↓
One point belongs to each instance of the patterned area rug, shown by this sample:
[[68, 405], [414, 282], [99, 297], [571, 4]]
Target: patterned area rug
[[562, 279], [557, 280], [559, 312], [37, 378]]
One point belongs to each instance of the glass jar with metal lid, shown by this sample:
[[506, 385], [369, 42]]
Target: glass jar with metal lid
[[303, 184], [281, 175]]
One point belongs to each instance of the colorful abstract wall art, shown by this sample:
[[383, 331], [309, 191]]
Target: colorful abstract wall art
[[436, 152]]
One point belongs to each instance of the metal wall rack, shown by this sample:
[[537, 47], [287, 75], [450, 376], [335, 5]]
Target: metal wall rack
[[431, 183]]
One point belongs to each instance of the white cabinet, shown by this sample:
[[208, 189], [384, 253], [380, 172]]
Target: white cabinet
↑
:: What is expected ::
The lines to copy are those above that contain the string "shown".

:: Response area ::
One point belongs to each instance of the patterned area rug, shown by this sample:
One point belongs to each instance of the glass jar with metal lid, shown by this sample:
One point belongs to each instance of the colorful abstract wall art, shown by this sample:
One point belongs to each instance of the metal wall rack, shown by this sample:
One point belongs to each instance of the white cabinet, shown by this sample:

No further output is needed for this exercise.